# START OF Document extract

I live on a quiet tidal creek that feeds into the York River, a tributary to the Chesapeake Bay in the same county where Pocahontas was born four fateful centuries ago. My house is a short crow’s flight from the point where Englishmen first pulled up their tiny ships on the North American coast after their perilous TransAtlantic voyage and decided that this is the place. After everything that has happened across those ages it is still a beautiful place—waterbirds of all sorts haunt the tree-lined creek, bald eagles are seen occasionally.
But that is all changing, gradually. The carbon that we in the industrialized societies are relentlessly pumping into the atmosphere threatens to do what even four centuries of human occupation couldn’t. We are going to lose this place. Jamestown and the surrounding areas will very likely be underwater when my great-grandchildren, if I’m lucky enough to have some, are grown.
It’s now well documented that average global temperatures are steadily increasing, and the physical-chemical mechanisms responsible are pretty well understood. We’ve all heard the general story in An Inconvenient Truth, and the details can be found in the reports of the Intergovernmental Panel on Climate Change. What does it mean for the marine environment and for those of us who are linked to it by livelihood or by spiritual bonds? I will focus on what it means for people around where I live, on the Chesapeake Bay, but similar challenges face most any coastal area. Let’s consider sea level rise first.

# END OF Document extract
# START OF Entries supplied

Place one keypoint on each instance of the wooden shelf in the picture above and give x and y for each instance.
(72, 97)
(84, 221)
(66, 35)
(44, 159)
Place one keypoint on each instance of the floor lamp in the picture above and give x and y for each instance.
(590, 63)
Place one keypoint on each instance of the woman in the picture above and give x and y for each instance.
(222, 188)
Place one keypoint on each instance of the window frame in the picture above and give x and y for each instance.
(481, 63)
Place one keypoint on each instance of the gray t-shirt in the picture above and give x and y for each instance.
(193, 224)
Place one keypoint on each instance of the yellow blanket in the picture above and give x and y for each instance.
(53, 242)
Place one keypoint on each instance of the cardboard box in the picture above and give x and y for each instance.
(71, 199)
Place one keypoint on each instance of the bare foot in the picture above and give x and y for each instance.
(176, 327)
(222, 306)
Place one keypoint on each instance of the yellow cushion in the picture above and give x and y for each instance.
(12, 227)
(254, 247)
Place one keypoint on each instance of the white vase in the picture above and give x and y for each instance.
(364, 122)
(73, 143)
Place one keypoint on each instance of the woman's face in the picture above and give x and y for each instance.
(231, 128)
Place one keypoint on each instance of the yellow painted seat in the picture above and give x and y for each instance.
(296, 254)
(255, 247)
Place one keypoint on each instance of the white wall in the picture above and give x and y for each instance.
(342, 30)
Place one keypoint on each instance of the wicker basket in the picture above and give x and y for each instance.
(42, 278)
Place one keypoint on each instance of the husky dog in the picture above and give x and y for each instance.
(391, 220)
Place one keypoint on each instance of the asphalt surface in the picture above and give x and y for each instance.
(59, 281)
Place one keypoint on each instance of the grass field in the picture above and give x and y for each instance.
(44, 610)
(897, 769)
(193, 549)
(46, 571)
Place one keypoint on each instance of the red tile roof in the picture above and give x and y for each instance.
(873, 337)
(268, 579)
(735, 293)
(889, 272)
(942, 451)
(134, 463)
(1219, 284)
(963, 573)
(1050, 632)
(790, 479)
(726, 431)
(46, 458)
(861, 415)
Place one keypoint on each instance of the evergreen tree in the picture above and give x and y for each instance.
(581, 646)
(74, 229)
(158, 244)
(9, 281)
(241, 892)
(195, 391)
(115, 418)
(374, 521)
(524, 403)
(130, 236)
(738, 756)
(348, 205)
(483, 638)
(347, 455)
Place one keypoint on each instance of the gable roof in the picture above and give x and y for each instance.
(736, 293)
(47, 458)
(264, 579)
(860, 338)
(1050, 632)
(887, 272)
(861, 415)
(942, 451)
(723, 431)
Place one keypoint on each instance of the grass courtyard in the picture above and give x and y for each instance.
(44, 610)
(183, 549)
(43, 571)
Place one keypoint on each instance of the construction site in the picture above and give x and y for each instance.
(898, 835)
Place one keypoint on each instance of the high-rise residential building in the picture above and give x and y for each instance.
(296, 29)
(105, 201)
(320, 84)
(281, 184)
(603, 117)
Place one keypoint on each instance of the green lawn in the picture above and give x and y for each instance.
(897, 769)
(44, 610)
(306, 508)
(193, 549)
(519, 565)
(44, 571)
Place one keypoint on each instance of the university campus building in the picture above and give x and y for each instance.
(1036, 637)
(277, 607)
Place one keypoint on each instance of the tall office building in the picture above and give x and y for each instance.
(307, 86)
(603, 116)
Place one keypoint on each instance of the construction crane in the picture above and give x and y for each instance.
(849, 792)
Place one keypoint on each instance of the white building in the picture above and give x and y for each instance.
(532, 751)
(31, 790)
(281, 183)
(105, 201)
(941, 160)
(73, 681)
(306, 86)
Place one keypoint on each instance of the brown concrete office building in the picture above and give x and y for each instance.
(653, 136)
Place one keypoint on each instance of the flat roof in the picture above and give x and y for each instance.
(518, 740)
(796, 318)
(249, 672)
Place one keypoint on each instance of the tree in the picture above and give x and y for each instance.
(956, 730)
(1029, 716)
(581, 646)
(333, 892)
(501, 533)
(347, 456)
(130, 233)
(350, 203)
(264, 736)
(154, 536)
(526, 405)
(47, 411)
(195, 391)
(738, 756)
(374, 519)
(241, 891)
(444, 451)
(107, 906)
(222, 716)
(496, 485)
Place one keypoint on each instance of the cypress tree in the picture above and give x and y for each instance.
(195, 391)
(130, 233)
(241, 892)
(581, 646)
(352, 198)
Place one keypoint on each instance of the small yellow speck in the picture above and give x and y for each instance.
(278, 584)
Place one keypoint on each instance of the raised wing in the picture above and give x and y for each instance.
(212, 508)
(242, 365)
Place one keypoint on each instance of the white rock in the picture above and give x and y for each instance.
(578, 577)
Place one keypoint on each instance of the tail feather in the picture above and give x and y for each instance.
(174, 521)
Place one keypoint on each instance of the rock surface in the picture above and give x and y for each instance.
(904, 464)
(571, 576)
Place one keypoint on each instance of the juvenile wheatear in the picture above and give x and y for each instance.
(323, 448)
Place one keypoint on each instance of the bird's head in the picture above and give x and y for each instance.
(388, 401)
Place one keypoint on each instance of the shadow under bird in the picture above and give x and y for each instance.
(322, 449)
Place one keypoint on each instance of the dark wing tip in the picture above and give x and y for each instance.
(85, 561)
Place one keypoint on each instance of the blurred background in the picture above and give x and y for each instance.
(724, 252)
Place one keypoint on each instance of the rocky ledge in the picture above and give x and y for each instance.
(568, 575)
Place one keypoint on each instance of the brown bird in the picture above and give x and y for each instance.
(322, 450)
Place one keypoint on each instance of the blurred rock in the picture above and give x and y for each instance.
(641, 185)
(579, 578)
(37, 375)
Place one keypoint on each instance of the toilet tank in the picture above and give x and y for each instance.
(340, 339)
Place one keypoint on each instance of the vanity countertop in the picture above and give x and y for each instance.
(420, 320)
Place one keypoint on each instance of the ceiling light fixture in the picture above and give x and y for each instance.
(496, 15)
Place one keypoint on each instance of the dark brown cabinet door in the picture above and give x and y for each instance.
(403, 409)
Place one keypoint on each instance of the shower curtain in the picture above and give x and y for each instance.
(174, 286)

# END OF Entries supplied

Job 1:
Summarize the Chesapeake Bay passage in two sentences.
Job 2:
In the Chesapeake Bay passage, reproduce everything from "I live on a" down to "are seen occasionally.".
Job 3:
Answer these questions using the Chesapeake Bay passage.
(a) Into which river does the writer's creek feed?
(b) In whose reports can the details of rising global temperatures be found?
(c) Which topic does the writer propose to consider first?

Worked solution 1:
The writer lives on a tidal creek feeding the York River near Jamestown, a place that remains beautiful after four centuries of human occupation but will very likely be underwater within a few generations because of the carbon industrialized societies are pumping into the atmosphere. Noting that rising global temperatures are well documented, the writer sets out to examine what this means for the marine environment and for people around the Chesapeake Bay, beginning with sea level rise.

Worked solution 2:
I live on a quiet tidal creek that feeds into the York River, a tributary to the Chesapeake Bay in the same county where Pocahontas was born four fateful centuries ago. My house is a short crow’s flight from the point where Englishmen first pulled up their tiny ships on the North American coast after their perilous TransAtlantic voyage and decided that this is the place. After everything that has happened across those ages it is still a beautiful place—waterbirds of all sorts haunt the tree-lined creek, bald eagles are seen occasionally.

Worked solution 3:
(a) The York River.
(b) The Intergovernmental Panel on Climate Change.
(c) Sea level rise.